● **EXTRACTED TEXT**
______________________________

Top 10 ways to tell you have a bad bill: North Carolina-style
By | July 18, 2013, 3:56 p.m.
Category: Abortion Access, State Attacks
- First, you try to pass three bills that would make abortion inaccessible to women by imposing excessive, medically unnecessary, and sometimes impossible-to-meet restrictions on providers. They all fail in regular legislative session.
- Not to be deterred, you slip all three failed bills into HB 695, a bill aimed at banning Sharia law (!)—at night, during a holiday week—when you think nobody is looking. A good way to show pride in your ideas.
- Your constituents respond by rallying with less than 12 hours’ notice and show up at the legislature by the hundreds. They’ve come to make sure you know: not only were they paying attention to the procedural shortcuts and tricks you pulled, but your bill is out of touch with North Carolinians (read: bad).
- When you bring up HB 695 again, more than 2,000 women’s health supporters flood the state capitol to protest it. More than 60 people are arrested, including the CEO of Planned Parenthood of Central North Carolina, to publicly stand up for women’s health. Catching on yet?
- You hold a hearing on HB 695, in which women’s health supporters share impassioned and heart-wrenching personal stories as testimony against the bill and the ways in which it will hurt women. Psych! You didn’t have the bill in the House yet in the first place, so you’re hearing testimony on a bill that you can’t even take action on. That’s right: your bill is SO unpopular, you won’t even tell the public where it is in the legislative process—not that you really follow the process anyway.

______________________________

● **SUPPLIED MATERIAL**
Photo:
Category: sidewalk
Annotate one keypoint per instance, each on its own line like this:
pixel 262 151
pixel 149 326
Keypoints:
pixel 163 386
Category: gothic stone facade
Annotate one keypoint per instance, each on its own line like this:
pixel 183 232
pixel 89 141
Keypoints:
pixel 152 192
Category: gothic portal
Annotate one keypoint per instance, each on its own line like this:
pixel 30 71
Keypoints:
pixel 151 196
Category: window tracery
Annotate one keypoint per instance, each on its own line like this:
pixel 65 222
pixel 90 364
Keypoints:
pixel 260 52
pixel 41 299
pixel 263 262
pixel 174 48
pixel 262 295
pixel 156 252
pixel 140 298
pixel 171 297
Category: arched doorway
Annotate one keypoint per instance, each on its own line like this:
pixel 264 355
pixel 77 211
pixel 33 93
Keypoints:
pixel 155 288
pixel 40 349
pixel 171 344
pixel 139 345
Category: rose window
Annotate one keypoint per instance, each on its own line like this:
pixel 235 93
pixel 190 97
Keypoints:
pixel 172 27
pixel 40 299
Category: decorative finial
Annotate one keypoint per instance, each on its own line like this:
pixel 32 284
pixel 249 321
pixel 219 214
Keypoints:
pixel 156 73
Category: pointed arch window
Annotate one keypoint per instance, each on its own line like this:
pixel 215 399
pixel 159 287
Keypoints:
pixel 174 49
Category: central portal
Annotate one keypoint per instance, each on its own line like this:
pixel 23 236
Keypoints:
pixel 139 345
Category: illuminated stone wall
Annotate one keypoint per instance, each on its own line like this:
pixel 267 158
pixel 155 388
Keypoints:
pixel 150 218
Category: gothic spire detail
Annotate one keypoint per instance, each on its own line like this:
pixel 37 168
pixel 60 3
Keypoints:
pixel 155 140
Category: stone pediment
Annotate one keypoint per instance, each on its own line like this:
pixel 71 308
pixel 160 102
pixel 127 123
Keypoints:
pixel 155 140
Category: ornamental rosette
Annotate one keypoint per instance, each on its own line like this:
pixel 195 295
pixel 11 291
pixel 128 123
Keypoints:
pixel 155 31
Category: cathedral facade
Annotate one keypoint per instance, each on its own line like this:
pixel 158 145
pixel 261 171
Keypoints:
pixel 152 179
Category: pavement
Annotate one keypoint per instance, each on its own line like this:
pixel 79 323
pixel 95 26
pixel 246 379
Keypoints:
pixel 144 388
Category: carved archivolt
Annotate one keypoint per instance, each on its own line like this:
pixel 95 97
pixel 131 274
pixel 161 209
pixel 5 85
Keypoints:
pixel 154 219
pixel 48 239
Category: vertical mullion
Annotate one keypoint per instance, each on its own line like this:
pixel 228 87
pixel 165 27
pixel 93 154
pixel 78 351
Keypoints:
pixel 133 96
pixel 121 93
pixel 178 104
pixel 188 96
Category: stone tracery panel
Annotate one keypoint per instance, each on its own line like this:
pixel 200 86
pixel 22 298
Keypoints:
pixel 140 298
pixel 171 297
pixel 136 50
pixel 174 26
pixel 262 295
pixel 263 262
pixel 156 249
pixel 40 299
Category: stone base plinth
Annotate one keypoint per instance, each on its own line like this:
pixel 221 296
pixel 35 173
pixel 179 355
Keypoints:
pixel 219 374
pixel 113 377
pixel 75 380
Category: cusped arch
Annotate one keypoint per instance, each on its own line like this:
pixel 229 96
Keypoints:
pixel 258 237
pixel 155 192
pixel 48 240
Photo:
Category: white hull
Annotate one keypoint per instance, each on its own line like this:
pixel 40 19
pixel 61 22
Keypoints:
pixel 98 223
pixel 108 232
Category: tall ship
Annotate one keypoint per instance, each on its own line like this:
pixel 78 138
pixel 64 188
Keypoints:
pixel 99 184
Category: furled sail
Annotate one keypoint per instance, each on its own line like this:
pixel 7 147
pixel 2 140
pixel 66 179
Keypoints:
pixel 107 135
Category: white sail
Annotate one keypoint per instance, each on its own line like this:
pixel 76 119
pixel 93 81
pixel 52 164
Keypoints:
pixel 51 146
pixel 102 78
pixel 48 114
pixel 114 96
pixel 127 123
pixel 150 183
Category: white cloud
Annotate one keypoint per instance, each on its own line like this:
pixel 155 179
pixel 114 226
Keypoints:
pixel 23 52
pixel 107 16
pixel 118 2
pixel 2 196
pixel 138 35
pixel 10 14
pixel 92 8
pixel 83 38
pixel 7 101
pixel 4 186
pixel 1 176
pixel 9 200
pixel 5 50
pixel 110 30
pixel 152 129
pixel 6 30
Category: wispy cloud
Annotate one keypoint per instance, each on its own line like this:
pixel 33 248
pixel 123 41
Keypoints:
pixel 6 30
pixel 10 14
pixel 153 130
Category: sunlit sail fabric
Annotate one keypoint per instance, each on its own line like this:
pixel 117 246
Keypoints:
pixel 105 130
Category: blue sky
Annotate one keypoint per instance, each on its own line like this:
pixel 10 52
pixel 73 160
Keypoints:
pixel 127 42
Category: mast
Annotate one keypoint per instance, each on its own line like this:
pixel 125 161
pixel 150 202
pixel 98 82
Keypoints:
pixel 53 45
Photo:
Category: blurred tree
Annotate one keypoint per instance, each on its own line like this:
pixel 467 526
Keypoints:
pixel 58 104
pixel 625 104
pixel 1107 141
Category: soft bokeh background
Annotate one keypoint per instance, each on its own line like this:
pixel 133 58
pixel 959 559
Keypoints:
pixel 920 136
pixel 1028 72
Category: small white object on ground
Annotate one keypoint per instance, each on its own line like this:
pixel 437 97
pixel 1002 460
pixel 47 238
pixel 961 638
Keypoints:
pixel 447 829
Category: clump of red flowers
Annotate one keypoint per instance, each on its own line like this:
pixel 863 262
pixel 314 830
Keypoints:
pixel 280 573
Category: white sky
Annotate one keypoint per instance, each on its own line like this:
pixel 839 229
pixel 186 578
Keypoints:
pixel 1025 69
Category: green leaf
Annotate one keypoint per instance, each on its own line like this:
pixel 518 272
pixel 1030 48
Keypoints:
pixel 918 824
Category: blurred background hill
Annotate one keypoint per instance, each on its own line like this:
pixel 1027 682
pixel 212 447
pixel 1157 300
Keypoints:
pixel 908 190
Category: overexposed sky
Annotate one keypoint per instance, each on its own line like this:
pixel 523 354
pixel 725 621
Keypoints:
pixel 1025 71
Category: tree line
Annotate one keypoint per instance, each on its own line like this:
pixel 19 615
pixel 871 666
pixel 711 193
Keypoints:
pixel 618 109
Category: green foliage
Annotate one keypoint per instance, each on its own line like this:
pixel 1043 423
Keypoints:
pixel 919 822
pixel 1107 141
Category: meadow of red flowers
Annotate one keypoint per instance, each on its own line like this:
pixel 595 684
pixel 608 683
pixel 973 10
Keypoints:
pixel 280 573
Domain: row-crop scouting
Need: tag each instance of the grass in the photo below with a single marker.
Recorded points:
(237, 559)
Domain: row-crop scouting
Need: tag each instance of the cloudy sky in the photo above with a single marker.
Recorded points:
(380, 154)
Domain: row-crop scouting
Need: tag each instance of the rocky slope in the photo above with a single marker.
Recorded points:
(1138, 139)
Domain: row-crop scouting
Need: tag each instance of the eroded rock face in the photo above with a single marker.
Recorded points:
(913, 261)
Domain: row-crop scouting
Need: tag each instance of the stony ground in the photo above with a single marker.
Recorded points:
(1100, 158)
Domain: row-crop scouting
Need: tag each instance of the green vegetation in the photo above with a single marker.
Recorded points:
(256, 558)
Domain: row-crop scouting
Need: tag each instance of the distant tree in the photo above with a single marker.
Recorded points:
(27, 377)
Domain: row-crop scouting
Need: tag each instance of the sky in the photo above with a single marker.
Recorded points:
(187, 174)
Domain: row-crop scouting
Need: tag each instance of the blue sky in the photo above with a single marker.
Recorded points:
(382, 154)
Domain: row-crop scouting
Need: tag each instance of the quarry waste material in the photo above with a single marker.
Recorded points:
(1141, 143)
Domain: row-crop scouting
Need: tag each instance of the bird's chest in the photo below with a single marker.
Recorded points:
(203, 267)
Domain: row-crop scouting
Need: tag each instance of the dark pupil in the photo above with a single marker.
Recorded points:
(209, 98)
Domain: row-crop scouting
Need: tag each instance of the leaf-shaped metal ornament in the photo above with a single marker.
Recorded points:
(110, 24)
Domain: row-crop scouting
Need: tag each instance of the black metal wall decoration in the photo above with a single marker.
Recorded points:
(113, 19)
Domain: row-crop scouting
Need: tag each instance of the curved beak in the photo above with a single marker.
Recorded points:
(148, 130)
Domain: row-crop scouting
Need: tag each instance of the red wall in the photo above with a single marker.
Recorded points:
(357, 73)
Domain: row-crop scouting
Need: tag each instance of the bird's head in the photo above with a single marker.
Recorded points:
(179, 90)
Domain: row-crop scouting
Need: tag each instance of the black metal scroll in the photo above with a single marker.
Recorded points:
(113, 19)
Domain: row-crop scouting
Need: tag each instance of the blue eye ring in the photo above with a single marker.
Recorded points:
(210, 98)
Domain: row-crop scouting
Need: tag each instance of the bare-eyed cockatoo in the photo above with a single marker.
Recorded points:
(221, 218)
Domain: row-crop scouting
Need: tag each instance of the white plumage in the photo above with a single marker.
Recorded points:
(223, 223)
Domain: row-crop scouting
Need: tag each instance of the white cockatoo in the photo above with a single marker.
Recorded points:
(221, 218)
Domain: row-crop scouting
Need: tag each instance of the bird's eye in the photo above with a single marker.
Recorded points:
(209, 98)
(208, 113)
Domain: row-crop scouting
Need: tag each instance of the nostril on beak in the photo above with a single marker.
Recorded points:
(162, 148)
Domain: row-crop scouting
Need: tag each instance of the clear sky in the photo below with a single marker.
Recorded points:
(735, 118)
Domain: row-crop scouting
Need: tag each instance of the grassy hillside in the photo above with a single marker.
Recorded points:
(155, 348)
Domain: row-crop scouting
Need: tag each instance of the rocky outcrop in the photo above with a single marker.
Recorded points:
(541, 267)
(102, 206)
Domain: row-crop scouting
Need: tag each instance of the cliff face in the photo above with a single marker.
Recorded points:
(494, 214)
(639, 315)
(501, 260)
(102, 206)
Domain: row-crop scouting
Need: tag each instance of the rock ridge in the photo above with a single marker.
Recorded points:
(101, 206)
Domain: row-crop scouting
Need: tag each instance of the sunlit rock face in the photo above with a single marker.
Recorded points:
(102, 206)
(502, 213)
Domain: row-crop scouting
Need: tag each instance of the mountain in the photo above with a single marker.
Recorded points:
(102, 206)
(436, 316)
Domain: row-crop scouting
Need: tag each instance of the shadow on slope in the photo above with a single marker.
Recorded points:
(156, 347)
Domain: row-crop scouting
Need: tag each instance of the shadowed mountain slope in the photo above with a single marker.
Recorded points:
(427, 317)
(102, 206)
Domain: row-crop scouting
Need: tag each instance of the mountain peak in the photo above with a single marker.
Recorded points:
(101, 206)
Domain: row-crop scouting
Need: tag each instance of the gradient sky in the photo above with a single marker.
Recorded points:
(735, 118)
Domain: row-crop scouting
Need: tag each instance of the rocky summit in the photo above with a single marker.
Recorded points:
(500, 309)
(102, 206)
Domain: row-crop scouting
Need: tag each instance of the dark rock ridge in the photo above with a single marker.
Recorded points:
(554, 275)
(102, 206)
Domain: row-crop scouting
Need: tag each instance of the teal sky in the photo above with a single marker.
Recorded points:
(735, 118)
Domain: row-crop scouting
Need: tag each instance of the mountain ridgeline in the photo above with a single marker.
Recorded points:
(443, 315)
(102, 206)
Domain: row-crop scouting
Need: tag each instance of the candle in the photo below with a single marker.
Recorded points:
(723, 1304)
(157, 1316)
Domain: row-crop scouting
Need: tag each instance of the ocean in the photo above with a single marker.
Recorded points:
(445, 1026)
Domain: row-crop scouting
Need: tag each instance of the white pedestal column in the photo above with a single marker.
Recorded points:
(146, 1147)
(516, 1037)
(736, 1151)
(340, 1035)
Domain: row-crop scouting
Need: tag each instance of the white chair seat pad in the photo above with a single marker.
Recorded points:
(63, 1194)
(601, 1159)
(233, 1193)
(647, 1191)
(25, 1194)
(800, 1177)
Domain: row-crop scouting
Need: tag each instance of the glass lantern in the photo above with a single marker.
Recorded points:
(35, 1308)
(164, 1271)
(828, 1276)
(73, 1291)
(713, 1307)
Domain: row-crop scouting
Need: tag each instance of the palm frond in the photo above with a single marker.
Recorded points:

______________________________

● **TASKS TO CARRY OUT**
1. In the North Carolina bill list, how many people were arrested when HB 695 was brought up again?
2. Carry on the North Carolina bill list from the point where it stops.

● **RESULTS OF THE EXERCISE**
1. More than 60 people.

2.
- The governor of your state, who normally sides with you on these issues, releases a statement saying your bill is too extreme, and threatens to veto it. To repeat: The Republican, anti-abortion governor, who tends to be okay with extreme anti-women’s health bills, says YOUR bill is too extreme and doesn’t “clearly protect the health and safety of women.”
- That whole Sharia law connection was a little bit embarrassing once people figured it out. How do you avoid detection? You attach the SAME anti-abortion provisions to another unrelated bill—this time, it’s a bill on motorcycle safety. Because nothing says “motorcycle safety” like restricting women’s access to health care.
- Accountability is for the birds, even when you have a veto-proof majority. So just to be sure your bad, bad bill doesn’t get noticed again, you don’t tell anyone—including Democratic members of the committee hearing the bill—about the change, or announce the hearing until three minutes before it happens.
- Just in case the rallies, packed galleries, and nationwide calls of outrage against your terrible bill didn’t get the message across, here’s a new piece of bad news: your voters are MAD at you. 80%--eighty percent!—of your voters disapprove of how the bill was pushed through. And poor Governor McCrory: he just saw his approval ratings take a 15-point nosedive.
- Here’s the best part: between your restrictions on women’s right to make their own medical decisions and your deplorable sneak tactics, you’ve successfully ignited a powerful movement of women’s health supporters—in North Carolina and across the country—who will now do everything they can to fight back. Thanks to your bad bill, women and their families are watching more closely than ever—and they’ll remember.